(Object position labeling entries)
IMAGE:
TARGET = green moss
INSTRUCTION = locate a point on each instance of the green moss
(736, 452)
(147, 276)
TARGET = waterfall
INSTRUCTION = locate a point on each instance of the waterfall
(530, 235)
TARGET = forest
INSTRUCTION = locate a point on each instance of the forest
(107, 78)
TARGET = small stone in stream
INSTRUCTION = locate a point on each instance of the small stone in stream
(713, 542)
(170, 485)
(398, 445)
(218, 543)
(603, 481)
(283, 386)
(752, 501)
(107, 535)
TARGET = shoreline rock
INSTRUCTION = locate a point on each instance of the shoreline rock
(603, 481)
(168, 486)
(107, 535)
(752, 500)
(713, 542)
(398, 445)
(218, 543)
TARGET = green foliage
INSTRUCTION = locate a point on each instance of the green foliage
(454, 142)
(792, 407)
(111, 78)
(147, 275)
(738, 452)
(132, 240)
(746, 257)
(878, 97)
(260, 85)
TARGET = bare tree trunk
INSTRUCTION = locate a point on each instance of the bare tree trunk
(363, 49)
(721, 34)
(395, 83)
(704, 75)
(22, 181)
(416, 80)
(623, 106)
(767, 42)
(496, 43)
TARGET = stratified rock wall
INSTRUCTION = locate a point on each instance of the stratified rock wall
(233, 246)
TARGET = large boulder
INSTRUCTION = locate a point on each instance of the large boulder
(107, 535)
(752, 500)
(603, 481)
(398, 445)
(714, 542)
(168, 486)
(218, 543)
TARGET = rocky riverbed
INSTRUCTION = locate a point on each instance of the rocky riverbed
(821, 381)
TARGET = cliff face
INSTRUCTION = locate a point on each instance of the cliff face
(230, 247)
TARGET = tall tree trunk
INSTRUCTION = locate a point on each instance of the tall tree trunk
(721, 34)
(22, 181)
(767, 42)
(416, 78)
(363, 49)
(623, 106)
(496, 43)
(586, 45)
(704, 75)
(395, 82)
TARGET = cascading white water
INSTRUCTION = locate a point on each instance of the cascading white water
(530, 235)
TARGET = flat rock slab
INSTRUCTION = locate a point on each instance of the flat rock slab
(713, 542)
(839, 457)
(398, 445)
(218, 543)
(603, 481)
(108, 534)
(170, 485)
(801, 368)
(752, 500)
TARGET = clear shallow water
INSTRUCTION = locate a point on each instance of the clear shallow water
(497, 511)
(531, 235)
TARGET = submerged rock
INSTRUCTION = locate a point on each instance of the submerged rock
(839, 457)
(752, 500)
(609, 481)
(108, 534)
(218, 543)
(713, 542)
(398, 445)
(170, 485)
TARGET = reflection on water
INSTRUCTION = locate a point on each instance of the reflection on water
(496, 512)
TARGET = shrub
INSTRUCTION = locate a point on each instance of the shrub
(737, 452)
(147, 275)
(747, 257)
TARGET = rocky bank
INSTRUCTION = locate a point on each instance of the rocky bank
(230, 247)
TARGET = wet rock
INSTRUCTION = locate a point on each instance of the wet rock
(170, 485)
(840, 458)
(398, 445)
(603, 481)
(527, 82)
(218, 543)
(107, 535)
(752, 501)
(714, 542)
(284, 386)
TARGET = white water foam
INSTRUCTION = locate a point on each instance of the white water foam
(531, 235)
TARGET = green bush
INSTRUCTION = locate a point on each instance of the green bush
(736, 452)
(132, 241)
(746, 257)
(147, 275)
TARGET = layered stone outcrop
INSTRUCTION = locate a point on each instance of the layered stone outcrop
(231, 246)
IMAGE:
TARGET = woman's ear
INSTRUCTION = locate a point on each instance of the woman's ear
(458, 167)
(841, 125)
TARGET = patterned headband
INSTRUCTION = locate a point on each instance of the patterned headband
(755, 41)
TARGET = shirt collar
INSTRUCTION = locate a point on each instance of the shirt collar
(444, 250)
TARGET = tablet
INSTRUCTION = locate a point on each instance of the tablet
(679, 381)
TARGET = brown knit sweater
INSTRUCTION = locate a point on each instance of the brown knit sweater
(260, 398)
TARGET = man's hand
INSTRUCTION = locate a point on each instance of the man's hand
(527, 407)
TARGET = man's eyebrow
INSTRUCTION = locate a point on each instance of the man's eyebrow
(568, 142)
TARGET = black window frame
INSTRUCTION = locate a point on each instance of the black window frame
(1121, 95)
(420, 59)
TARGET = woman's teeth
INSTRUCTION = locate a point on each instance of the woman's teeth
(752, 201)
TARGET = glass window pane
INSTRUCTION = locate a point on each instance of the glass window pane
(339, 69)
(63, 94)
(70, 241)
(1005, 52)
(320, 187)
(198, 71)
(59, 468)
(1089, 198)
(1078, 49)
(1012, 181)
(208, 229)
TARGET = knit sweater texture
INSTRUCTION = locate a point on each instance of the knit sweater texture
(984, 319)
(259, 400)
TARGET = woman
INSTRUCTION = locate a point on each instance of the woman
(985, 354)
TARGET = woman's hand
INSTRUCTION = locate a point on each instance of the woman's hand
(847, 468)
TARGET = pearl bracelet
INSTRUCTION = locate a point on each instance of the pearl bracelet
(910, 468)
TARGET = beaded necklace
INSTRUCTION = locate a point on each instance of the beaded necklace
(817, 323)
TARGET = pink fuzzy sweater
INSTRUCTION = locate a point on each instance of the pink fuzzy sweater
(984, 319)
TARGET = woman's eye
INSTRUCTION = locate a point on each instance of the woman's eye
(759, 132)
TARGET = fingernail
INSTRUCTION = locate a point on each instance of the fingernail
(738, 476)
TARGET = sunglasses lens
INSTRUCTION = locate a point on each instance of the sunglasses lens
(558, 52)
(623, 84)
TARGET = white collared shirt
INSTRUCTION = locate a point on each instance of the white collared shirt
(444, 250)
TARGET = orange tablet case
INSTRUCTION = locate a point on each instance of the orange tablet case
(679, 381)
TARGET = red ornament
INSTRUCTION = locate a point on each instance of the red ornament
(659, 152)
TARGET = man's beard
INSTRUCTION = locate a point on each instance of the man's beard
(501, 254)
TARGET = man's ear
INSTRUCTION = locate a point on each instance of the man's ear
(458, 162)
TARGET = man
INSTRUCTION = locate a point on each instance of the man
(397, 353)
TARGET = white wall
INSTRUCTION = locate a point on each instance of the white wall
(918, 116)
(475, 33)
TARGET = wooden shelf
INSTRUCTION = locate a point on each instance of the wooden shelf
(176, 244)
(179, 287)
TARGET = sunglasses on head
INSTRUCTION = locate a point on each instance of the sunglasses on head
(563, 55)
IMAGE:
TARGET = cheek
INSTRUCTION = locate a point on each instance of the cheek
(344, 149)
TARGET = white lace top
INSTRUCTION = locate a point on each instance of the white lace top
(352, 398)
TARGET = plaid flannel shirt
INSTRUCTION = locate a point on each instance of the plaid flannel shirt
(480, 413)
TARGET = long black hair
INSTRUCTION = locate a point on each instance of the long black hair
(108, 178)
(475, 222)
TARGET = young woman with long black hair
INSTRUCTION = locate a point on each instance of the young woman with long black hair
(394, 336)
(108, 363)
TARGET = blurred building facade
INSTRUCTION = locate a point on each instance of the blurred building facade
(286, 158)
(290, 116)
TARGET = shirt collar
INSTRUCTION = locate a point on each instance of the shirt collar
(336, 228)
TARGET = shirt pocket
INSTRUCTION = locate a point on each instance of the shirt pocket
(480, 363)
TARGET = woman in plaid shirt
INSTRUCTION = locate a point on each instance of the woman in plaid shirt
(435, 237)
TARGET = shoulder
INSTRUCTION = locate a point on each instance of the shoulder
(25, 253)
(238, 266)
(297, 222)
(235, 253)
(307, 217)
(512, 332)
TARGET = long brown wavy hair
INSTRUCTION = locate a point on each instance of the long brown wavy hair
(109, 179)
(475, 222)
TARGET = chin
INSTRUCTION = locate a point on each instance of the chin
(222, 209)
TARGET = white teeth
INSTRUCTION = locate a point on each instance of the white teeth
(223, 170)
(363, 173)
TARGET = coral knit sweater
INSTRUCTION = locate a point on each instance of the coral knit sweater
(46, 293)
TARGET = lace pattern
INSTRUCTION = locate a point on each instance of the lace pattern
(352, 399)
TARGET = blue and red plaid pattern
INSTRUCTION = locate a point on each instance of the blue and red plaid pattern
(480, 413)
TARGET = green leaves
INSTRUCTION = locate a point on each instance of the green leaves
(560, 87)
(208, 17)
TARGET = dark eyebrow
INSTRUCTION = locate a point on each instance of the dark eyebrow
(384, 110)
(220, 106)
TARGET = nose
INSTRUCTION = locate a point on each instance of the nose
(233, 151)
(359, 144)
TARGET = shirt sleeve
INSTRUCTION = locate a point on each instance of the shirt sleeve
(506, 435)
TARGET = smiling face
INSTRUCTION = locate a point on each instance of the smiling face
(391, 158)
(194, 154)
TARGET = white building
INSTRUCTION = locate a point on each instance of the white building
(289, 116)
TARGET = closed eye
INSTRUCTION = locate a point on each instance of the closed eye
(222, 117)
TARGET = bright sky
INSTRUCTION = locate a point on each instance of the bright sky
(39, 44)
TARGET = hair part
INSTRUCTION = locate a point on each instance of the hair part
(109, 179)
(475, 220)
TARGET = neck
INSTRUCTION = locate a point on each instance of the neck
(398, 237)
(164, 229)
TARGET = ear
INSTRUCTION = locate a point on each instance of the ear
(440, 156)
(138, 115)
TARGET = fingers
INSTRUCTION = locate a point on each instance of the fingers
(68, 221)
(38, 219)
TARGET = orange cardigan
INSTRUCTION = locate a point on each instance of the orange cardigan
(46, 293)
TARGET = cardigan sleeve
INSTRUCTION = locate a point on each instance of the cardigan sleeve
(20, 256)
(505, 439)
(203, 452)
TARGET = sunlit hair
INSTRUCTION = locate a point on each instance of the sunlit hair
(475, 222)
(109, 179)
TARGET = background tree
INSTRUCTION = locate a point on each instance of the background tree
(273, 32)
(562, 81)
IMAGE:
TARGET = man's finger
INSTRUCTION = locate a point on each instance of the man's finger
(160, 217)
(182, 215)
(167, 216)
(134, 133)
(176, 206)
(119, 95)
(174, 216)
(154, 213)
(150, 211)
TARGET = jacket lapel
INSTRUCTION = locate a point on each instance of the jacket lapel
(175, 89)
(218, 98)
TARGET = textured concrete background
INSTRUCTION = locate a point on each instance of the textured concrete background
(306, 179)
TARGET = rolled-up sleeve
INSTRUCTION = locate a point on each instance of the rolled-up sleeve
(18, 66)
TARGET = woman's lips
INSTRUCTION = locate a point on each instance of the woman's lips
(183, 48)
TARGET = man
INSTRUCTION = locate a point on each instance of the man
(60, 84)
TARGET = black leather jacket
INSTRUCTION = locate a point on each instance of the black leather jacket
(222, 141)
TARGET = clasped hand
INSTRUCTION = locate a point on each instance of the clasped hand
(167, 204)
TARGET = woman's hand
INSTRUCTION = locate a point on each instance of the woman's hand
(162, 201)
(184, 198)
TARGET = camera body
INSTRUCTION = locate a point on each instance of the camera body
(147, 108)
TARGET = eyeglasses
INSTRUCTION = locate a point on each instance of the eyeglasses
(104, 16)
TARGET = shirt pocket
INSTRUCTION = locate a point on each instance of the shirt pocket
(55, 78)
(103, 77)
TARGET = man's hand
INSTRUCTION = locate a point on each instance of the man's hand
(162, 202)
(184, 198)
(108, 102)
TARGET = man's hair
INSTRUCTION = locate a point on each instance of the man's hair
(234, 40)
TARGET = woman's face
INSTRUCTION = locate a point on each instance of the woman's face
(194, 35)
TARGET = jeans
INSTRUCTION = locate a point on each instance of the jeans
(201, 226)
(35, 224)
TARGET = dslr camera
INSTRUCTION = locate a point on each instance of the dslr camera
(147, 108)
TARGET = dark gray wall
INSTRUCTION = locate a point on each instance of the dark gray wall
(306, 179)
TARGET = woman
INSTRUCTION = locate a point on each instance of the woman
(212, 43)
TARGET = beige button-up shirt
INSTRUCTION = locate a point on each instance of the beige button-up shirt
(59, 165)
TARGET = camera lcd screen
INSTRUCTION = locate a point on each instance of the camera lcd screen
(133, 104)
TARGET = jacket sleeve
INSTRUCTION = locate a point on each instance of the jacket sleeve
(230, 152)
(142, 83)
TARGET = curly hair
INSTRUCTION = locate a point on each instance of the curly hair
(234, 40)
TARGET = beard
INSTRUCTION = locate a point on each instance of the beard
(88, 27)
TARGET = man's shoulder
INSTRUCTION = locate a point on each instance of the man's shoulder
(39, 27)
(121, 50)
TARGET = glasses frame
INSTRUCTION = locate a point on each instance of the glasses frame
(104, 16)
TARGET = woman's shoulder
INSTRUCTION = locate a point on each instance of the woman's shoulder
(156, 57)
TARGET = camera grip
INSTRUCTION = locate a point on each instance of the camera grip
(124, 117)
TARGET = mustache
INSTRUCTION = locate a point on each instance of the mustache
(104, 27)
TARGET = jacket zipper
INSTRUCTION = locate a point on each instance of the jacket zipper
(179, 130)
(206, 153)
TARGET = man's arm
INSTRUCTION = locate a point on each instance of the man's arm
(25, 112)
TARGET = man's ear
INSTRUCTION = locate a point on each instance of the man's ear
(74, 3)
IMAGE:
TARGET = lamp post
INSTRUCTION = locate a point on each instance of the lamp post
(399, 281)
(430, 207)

■ **Exercise goal**: Everything from the line that contains "TARGET = woman's face" through the end of the records must be duplicated exactly, and nothing outside that range.

■ **Complete response**:
TARGET = woman's face
INSTRUCTION = locate a point on each instance of the woman's face
(194, 35)
TARGET = jeans
INSTRUCTION = locate a point on each instance of the jeans
(201, 226)
(35, 224)
TARGET = dslr camera
INSTRUCTION = locate a point on each instance of the dslr camera
(147, 108)
TARGET = dark gray wall
INSTRUCTION = locate a point on each instance of the dark gray wall
(306, 179)
TARGET = woman
INSTRUCTION = locate a point on each instance of the woman
(212, 43)
TARGET = beige button-up shirt
INSTRUCTION = locate a point on each instance of the beige button-up shirt
(59, 165)
TARGET = camera lcd screen
INSTRUCTION = locate a point on each instance of the camera lcd screen
(133, 104)
TARGET = jacket sleeve
INSTRUCTION = locate a point on each instance of the jacket sleeve
(230, 152)
(142, 83)
TARGET = curly hair
INSTRUCTION = locate a point on each instance of the curly hair
(234, 40)
TARGET = beard
INSTRUCTION = locate a point on each instance of the beard
(88, 27)
TARGET = man's shoulder
INSTRUCTION = locate a point on each instance of the man's shoulder
(39, 27)
(121, 50)
TARGET = glasses frame
INSTRUCTION = locate a point on each instance of the glasses frame
(104, 16)
TARGET = woman's shoulder
INSTRUCTION = locate a point on each instance of the woman's shoulder
(156, 57)
TARGET = camera grip
INSTRUCTION = locate a point on each instance of the camera grip
(124, 117)
TARGET = mustache
INSTRUCTION = locate a point on each instance of the mustache
(104, 27)
TARGET = jacket zipper
INSTRUCTION = locate a point on each instance of the jacket zipper
(179, 130)
(206, 153)
TARGET = man's arm
INSTRUCTION = locate a point on each instance of the man's arm
(25, 112)
TARGET = man's ear
INSTRUCTION = locate a point on each instance of the man's ear
(74, 3)
IMAGE:
TARGET = lamp post
INSTRUCTION = locate a point on each instance of the lamp post
(399, 281)
(430, 207)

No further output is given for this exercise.